**Goal of the exercise**
In all of the records below, replace "indicate" with "mark" and give the lines again with nothing else changed.

━━ Dataset content ━━

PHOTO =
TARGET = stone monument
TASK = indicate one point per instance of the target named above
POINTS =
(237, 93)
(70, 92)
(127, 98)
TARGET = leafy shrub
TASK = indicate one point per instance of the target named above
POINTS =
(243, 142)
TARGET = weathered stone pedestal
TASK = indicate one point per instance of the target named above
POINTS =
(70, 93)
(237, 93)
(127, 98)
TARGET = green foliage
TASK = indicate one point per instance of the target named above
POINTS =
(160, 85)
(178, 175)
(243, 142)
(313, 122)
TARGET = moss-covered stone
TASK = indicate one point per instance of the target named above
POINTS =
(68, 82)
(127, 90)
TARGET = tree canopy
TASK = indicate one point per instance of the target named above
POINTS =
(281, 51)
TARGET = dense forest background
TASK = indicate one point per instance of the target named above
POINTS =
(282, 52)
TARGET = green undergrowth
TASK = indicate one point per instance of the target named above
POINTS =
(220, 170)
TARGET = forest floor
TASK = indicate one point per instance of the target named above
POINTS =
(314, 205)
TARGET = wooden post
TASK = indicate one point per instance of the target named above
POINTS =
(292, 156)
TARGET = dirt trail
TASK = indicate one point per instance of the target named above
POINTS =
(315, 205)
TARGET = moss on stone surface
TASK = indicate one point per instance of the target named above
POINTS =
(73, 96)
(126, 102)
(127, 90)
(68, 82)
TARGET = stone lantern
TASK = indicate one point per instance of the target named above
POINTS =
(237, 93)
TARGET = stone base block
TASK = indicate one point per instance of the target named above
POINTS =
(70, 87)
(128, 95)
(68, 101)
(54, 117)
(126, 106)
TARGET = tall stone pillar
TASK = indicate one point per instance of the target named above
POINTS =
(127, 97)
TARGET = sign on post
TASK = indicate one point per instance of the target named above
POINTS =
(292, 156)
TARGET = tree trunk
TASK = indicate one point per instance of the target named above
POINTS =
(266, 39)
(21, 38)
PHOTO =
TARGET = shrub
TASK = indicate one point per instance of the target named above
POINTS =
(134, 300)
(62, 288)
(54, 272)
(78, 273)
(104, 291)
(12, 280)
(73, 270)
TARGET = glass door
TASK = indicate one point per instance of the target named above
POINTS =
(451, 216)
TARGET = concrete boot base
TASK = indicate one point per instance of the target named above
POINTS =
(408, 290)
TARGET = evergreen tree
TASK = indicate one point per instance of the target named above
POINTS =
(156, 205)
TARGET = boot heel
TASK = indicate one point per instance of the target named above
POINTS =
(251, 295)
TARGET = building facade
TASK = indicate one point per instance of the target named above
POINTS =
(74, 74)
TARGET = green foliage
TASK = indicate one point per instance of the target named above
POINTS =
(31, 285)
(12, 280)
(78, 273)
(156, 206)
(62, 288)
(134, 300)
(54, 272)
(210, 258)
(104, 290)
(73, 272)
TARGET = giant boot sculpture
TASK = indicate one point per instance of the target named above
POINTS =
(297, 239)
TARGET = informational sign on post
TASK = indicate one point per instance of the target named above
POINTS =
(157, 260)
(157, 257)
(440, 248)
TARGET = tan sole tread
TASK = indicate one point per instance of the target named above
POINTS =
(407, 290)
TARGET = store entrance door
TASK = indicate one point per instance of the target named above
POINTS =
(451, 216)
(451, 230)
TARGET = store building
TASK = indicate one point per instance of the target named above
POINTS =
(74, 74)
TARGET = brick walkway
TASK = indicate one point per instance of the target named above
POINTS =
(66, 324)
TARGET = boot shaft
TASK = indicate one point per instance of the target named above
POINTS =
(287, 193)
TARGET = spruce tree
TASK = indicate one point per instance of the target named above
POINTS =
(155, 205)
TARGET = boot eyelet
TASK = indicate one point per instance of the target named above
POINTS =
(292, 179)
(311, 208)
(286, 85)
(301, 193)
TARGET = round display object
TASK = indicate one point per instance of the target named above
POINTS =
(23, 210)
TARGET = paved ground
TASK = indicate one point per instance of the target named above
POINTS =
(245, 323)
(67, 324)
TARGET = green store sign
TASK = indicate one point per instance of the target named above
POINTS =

━━━

**Exercise response**
PHOTO =
TARGET = stone monument
TASK = mark one point per instance of the target named above
POINTS =
(237, 93)
(70, 92)
(127, 98)
TARGET = leafy shrub
TASK = mark one point per instance of the target named above
POINTS =
(243, 142)
TARGET = weathered stone pedestal
TASK = mark one point per instance of the target named above
POINTS =
(70, 93)
(237, 93)
(127, 98)
TARGET = green foliage
TASK = mark one point per instance of the target named above
POINTS =
(160, 85)
(178, 175)
(243, 142)
(313, 122)
TARGET = moss-covered stone
TASK = mark one point per instance of the target named above
POINTS =
(68, 82)
(127, 90)
TARGET = tree canopy
TASK = mark one point per instance of the target named above
POINTS =
(281, 51)
TARGET = dense forest background
TASK = mark one point per instance of the target named above
POINTS =
(282, 52)
TARGET = green undergrowth
TASK = mark one point per instance of the target named above
POINTS =
(220, 170)
TARGET = forest floor
TASK = mark one point per instance of the target named above
POINTS =
(314, 205)
TARGET = wooden post
TASK = mark one point per instance of the target named above
POINTS =
(292, 156)
TARGET = dirt trail
TASK = mark one point per instance of the target named above
POINTS =
(315, 205)
TARGET = moss on stone surface
TASK = mark one point per instance of the target named above
POINTS =
(73, 96)
(126, 102)
(127, 90)
(68, 82)
TARGET = stone lantern
TASK = mark one point per instance of the target named above
POINTS =
(237, 93)
TARGET = stone base block
TASK = mark one point per instance of the target named above
POINTS =
(70, 87)
(128, 95)
(68, 101)
(54, 117)
(126, 106)
TARGET = tall stone pillar
TASK = mark one point per instance of the target named above
POINTS =
(127, 97)
TARGET = sign on post
TASK = mark one point per instance of the target named above
POINTS =
(292, 156)
TARGET = tree trunk
TASK = mark one point per instance of the target named above
POINTS =
(266, 39)
(21, 38)
PHOTO =
TARGET = shrub
TASK = mark one point per instance of the target named above
POINTS =
(134, 300)
(62, 288)
(54, 272)
(78, 273)
(104, 291)
(12, 280)
(73, 270)
TARGET = glass door
TASK = mark one point per instance of the target named above
POINTS =
(451, 216)
TARGET = concrete boot base
TASK = mark one point per instance of the target named above
POINTS =
(408, 290)
TARGET = evergreen tree
TASK = mark one point per instance of the target named above
POINTS =
(156, 205)
TARGET = boot heel
TASK = mark one point per instance of the target named above
POINTS =
(251, 295)
TARGET = building facade
TASK = mark one point per instance of the target named above
POINTS =
(74, 74)
TARGET = green foliage
TASK = mark one point per instance of the target named above
POINTS =
(31, 285)
(12, 280)
(78, 273)
(156, 206)
(62, 288)
(134, 300)
(54, 272)
(210, 258)
(104, 290)
(73, 272)
TARGET = giant boot sculpture
TASK = mark one point per instance of the target named above
POINTS =
(297, 239)
TARGET = informational sign on post
TASK = mark one point per instance of the target named above
POINTS =
(157, 260)
(157, 257)
(440, 248)
TARGET = tan sole tread
TASK = mark one point per instance of the target named above
POINTS =
(407, 290)
TARGET = store entrance door
TASK = mark one point per instance of the target named above
POINTS =
(451, 216)
(451, 230)
TARGET = store building
TASK = mark one point per instance of the target named above
POINTS =
(74, 74)
TARGET = brick walkway
TASK = mark one point per instance of the target named above
POINTS =
(66, 324)
TARGET = boot shaft
TASK = mark one point per instance of the target named above
POINTS =
(287, 193)
TARGET = spruce tree
TASK = mark one point per instance of the target named above
POINTS =
(155, 205)
TARGET = boot eyelet
TASK = mark one point per instance of the target named above
POINTS =
(292, 179)
(311, 208)
(286, 85)
(301, 193)
TARGET = round display object
TASK = mark one point per instance of the target named above
POINTS =
(23, 210)
TARGET = paved ground
TASK = mark one point per instance of the target named above
POINTS =
(245, 323)
(67, 324)
TARGET = green store sign
TASK = mark one point per instance of the target named above
POINTS =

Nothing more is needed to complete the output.